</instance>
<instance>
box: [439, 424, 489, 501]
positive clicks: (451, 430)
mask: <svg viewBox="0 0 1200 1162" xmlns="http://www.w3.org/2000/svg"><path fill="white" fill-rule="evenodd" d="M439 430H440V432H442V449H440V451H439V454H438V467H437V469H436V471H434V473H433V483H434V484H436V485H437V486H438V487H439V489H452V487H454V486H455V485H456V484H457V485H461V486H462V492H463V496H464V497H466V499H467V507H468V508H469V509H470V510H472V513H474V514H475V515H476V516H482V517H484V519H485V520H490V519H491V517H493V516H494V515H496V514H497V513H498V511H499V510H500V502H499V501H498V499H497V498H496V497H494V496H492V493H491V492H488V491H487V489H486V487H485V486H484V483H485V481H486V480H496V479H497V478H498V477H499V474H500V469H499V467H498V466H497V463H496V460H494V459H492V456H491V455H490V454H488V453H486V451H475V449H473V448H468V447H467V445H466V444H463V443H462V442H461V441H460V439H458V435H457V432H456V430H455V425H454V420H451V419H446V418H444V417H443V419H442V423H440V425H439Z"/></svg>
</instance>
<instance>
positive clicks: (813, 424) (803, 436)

→ ACTIVITY: The complete material must be repeated exactly.

→ SOLUTION BELOW:
</instance>
<instance>
box: [439, 424, 489, 501]
positive clicks: (451, 430)
mask: <svg viewBox="0 0 1200 1162" xmlns="http://www.w3.org/2000/svg"><path fill="white" fill-rule="evenodd" d="M439 430H440V432H442V449H440V451H439V454H438V467H437V469H436V471H434V473H433V483H434V484H436V485H437V486H438V487H439V489H452V487H454V486H455V485H456V484H457V485H461V486H462V492H463V496H464V497H466V499H467V507H468V508H469V509H470V510H472V513H474V514H475V515H476V516H482V517H484V519H485V520H490V519H491V517H493V516H494V515H496V514H497V513H498V511H499V510H500V502H499V501H498V499H497V498H496V497H494V496H492V493H491V492H488V491H487V489H486V487H485V486H484V483H485V481H486V480H496V479H497V478H498V477H499V474H500V469H499V467H498V466H497V463H496V460H494V459H492V456H491V455H490V454H488V453H486V451H475V449H473V448H468V447H467V445H466V444H463V443H462V442H461V441H460V439H458V435H457V432H456V430H455V425H454V420H451V419H446V418H444V417H443V419H442V423H440V425H439Z"/></svg>
</instance>
<instance>
positive clicks: (813, 424) (803, 436)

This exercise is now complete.